→ PROBLEM
In the data, extract each line that holds the string "path".

Dataset entries:
━━━━━━━━━━━━━━━━━━━━━━━━━━━━━━

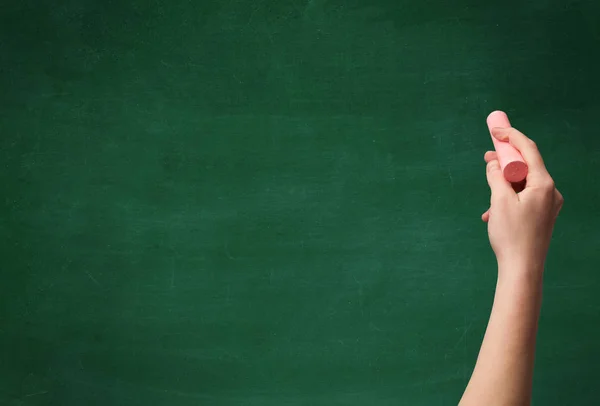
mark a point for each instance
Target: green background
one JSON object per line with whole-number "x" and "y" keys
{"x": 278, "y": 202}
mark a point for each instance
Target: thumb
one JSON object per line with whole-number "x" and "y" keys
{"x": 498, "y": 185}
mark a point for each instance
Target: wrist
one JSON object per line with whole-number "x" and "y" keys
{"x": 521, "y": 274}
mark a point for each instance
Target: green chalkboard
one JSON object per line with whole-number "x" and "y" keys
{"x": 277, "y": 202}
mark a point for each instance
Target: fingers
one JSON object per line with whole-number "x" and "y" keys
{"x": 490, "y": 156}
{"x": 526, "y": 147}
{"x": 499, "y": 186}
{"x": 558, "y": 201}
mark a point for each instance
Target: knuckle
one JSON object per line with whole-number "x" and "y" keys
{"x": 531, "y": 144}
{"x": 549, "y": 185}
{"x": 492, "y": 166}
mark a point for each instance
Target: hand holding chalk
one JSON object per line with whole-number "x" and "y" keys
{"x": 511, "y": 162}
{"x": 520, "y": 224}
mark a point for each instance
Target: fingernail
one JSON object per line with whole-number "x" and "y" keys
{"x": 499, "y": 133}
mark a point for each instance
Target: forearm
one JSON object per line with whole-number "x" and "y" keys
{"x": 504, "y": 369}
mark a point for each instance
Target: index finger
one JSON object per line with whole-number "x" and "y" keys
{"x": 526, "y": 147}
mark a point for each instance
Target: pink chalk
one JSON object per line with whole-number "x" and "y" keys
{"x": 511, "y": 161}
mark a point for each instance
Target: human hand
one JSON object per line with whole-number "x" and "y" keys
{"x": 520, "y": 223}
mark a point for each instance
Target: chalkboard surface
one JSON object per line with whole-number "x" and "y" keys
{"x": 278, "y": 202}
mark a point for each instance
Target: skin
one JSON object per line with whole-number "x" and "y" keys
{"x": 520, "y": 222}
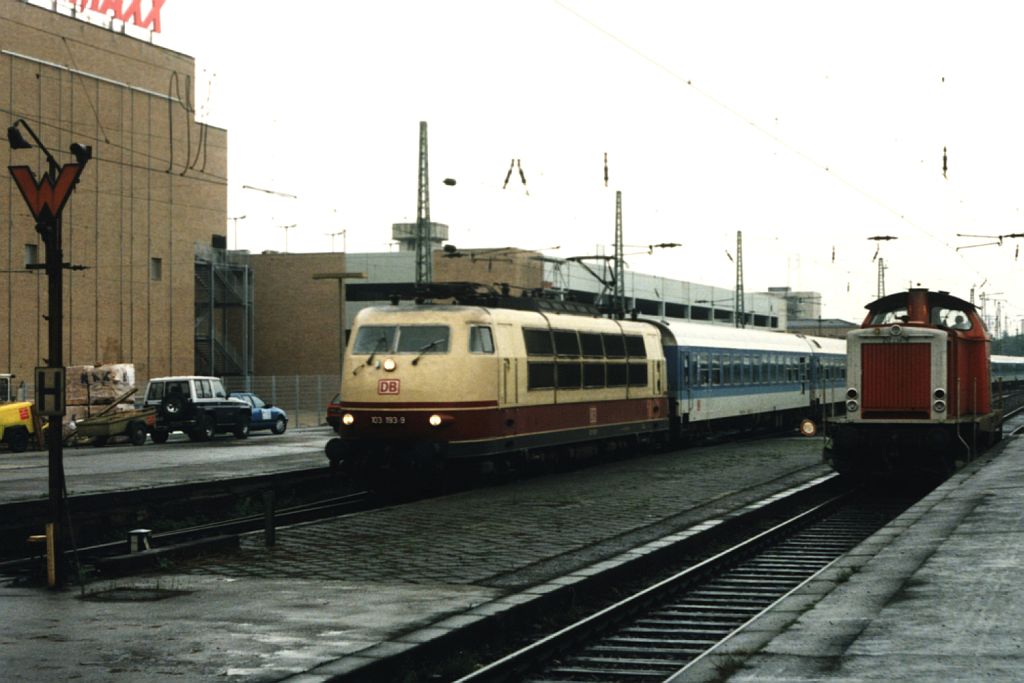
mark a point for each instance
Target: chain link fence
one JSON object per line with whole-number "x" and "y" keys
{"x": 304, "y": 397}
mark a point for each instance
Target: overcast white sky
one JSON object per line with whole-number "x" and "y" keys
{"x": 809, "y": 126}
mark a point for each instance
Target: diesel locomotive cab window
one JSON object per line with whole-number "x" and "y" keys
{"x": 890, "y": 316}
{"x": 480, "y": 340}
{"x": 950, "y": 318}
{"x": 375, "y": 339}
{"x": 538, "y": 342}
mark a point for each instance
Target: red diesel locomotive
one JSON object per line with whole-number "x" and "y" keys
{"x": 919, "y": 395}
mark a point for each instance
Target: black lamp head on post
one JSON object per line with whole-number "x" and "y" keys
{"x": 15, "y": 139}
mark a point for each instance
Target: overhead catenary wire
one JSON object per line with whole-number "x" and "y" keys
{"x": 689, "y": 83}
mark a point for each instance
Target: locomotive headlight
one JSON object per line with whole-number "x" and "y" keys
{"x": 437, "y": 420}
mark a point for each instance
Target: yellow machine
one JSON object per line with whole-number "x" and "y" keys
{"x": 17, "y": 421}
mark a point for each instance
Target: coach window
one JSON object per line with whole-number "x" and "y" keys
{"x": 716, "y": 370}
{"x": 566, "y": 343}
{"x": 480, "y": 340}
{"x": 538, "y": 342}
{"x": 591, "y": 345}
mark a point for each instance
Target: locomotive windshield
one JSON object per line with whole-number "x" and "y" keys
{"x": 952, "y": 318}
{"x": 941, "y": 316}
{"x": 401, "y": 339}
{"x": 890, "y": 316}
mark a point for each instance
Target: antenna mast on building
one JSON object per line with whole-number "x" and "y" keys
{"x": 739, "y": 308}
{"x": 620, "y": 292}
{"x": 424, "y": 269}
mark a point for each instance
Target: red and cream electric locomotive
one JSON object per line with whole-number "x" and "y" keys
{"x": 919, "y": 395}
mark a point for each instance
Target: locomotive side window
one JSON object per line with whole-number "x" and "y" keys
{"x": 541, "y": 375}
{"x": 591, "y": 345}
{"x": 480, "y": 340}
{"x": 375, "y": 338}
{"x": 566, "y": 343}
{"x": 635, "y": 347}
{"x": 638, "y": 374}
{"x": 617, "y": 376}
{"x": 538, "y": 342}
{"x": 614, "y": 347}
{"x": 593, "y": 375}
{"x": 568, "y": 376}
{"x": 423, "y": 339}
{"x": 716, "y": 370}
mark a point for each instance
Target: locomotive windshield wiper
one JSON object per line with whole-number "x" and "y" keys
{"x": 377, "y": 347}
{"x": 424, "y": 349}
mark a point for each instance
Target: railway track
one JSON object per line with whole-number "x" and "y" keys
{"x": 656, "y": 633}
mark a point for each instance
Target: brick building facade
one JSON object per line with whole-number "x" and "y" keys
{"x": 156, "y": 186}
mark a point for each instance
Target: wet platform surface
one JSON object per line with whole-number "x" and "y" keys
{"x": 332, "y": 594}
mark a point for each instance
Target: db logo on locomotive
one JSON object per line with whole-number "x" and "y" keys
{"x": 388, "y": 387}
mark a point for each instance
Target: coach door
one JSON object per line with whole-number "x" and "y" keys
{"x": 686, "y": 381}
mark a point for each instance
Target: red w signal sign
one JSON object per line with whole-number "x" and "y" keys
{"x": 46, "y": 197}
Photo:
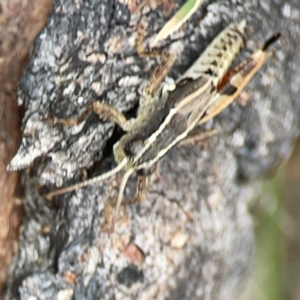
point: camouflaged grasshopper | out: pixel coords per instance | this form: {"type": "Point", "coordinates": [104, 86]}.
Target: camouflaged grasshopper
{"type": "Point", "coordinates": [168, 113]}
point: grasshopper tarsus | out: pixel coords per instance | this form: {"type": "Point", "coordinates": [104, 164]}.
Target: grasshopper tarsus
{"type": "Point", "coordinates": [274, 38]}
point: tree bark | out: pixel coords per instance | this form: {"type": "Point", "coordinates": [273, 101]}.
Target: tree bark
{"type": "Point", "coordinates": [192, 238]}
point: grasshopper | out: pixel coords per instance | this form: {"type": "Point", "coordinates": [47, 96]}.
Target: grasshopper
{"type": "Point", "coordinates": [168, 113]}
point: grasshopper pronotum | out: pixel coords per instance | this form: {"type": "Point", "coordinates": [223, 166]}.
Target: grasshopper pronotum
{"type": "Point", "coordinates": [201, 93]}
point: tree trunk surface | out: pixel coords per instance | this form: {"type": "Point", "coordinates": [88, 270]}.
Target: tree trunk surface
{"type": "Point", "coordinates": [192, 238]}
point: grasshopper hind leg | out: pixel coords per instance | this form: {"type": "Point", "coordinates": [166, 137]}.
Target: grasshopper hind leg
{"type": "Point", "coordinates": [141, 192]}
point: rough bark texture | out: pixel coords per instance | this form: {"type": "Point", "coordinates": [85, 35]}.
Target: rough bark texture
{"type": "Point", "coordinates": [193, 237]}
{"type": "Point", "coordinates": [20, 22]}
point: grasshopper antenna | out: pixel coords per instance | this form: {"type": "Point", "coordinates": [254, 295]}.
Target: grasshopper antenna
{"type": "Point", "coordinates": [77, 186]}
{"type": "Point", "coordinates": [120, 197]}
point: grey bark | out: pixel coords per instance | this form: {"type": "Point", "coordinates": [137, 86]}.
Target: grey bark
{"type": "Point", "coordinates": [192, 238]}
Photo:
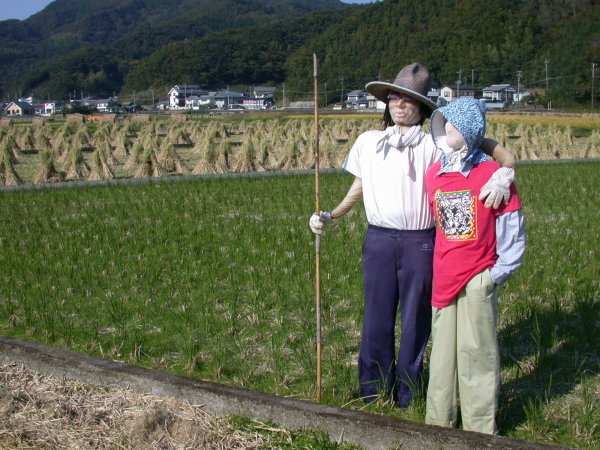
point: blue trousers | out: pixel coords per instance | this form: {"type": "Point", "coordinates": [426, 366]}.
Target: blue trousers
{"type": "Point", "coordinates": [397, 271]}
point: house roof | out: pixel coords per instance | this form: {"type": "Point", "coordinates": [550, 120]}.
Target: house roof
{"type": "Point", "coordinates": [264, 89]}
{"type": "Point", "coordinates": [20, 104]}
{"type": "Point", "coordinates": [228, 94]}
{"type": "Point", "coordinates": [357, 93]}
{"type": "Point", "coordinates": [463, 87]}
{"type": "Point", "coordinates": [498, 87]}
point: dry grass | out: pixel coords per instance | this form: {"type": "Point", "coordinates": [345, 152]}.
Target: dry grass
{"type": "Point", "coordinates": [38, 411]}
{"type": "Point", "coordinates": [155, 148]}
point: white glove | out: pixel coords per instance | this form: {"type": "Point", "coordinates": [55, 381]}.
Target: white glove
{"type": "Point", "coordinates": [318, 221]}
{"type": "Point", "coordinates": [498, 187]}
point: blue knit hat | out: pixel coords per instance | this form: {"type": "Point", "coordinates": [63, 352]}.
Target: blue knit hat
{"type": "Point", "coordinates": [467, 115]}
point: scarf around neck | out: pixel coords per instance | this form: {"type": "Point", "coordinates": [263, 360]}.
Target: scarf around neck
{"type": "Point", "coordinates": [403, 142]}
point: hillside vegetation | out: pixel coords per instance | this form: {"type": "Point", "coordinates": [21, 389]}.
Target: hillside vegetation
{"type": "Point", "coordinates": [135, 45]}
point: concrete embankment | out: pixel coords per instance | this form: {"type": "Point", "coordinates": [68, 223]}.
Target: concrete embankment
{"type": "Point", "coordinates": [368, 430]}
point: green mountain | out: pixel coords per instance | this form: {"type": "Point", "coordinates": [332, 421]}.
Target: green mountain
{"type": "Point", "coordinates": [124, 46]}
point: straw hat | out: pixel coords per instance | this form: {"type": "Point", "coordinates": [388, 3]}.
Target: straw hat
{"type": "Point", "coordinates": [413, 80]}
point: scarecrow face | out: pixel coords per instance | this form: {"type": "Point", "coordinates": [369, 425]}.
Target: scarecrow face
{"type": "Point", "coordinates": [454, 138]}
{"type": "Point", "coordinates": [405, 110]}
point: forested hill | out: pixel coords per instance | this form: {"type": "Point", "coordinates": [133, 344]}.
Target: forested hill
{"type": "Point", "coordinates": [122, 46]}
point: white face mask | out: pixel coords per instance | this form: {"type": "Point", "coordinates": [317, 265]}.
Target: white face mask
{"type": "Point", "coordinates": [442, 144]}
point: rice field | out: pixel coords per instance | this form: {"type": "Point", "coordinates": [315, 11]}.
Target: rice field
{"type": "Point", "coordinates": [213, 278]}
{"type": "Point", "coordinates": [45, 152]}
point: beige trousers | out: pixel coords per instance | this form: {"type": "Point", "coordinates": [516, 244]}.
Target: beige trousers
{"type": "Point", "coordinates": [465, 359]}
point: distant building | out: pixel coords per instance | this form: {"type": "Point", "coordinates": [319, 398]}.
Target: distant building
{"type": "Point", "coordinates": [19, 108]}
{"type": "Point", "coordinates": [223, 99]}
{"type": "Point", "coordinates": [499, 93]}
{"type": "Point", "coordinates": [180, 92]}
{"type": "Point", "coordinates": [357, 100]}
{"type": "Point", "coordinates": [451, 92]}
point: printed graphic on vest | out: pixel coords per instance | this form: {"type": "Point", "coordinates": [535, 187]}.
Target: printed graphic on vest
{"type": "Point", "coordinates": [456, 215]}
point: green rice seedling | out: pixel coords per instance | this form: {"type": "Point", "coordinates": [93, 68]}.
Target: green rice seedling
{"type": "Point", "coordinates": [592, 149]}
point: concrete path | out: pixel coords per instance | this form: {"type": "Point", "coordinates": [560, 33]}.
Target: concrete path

━━━━━━━━━━━━━━━━━━━━━━━━━━━━━━

→ RESULT OF THE TASK
point: concrete path | out: pixel coords per instance | this form: {"type": "Point", "coordinates": [560, 33]}.
Target: concrete path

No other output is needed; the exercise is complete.